Point-per-instance localization data:
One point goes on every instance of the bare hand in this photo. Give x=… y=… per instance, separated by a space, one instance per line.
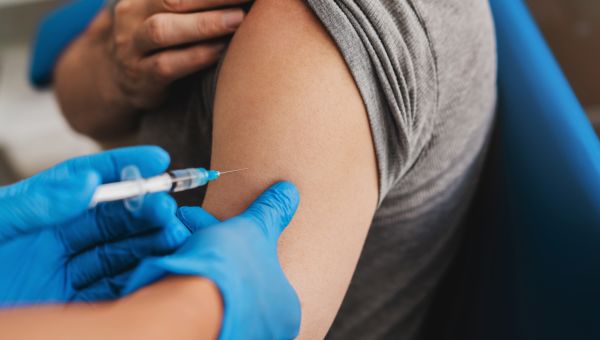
x=155 y=42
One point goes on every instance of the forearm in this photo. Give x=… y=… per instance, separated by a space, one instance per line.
x=84 y=86
x=175 y=308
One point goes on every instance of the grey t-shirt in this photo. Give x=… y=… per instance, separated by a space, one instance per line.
x=426 y=70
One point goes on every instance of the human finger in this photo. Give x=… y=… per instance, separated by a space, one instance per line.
x=164 y=30
x=184 y=6
x=174 y=64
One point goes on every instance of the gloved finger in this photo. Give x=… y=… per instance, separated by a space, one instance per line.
x=108 y=288
x=44 y=200
x=195 y=218
x=274 y=209
x=150 y=160
x=112 y=221
x=113 y=258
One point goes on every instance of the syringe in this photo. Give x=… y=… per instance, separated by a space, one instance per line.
x=172 y=181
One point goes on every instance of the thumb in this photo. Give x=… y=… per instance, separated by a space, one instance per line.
x=51 y=197
x=274 y=209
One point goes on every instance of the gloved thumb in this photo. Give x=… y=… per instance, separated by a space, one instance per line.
x=274 y=209
x=49 y=198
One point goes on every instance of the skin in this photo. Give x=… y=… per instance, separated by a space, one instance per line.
x=175 y=308
x=304 y=121
x=137 y=53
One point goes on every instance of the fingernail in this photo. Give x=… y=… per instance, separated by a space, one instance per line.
x=233 y=19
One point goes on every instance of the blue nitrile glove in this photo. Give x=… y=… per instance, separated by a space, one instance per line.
x=54 y=249
x=240 y=257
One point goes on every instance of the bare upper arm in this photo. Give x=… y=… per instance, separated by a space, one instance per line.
x=287 y=108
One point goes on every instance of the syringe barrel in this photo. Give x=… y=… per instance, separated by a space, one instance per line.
x=187 y=179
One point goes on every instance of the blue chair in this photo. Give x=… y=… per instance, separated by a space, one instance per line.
x=530 y=264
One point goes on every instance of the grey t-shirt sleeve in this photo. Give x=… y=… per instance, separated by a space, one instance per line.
x=391 y=58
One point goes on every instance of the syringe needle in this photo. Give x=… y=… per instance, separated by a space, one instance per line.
x=232 y=171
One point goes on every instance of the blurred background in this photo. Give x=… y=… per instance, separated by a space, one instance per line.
x=33 y=134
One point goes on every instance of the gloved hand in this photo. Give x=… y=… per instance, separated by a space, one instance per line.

__What to produce__:
Restate the entries verbatim, without pictures.

__Response to this exercise__:
One point goes on every instance of the bare hand in this photo. Give x=… y=… per instance, separated by a space, one instance per line.
x=155 y=42
One point goes on every instance of the forearm in this photo. Give x=… y=… per instance, separated by a space, one instance per line.
x=84 y=86
x=175 y=308
One point goes on every instance of the grey t-shirt in this photo. Give x=… y=… per instance, separated by a space, one instance per line.
x=426 y=70
One point goes on every instance of the human finger in this photo. Give x=… y=… per instance, separated by a space, one instance per line.
x=164 y=30
x=184 y=6
x=174 y=64
One point goes on every instance of the gloved finger in this photo. Give x=… y=… per instance, separated by a space, one instance per line.
x=108 y=288
x=44 y=200
x=195 y=218
x=274 y=209
x=150 y=160
x=112 y=221
x=113 y=258
One point goes on every instance of the syringe in this photo. Give x=… y=… per instance, separated by a space, one instance per line.
x=172 y=181
One point goes on every instance of the thumb in this photo. Give x=… y=… per instance, separated by a space, one instance per line.
x=51 y=197
x=274 y=209
One point goes on every instance of the gloved thumb in this photo. Give x=… y=… per instance, separated by a space, one instance per line.
x=274 y=209
x=49 y=198
One point goes on every instance of the skin in this photo. Give x=… y=… per instance, separated by a space, one instance per line.
x=175 y=308
x=304 y=121
x=137 y=53
One point goes on every instance of the fingernail in this photo. Give x=… y=… per instance, separated by a space, one instance per line.
x=233 y=19
One point goes on every instance of the blue nitrile glove in this photo. Give x=… y=… per instance, separated by a space, one instance per line.
x=54 y=249
x=240 y=257
One point goes on every instance of the bare upper arm in this photo. Give x=… y=… per instance, separated by a space, one instance per line.
x=287 y=108
One point goes on every instance of the syringe barrel in this photo. Give x=… y=… per instance, separated by a space, one instance per line.
x=187 y=179
One point goes on every instance of the blue chair in this photo. Give x=… y=… per instance, separated by a space, one instance per line.
x=530 y=264
One point goes on every instance of the grey t-shirt sleeve in this photo. Give x=… y=… per instance, separated by a space, one instance per line.
x=391 y=58
One point goes on every instance of the syringe needle in this photo. Give x=… y=… per instance, separated by a space, one instance per line.
x=232 y=171
One point goes on every instance of the blurred background in this photo. Give x=… y=… per instance, separated by a space, one instance per line.
x=33 y=134
One point goes on every instance of the gloved hand in this photo. Give x=… y=… per instance, separated by a space, one instance per line.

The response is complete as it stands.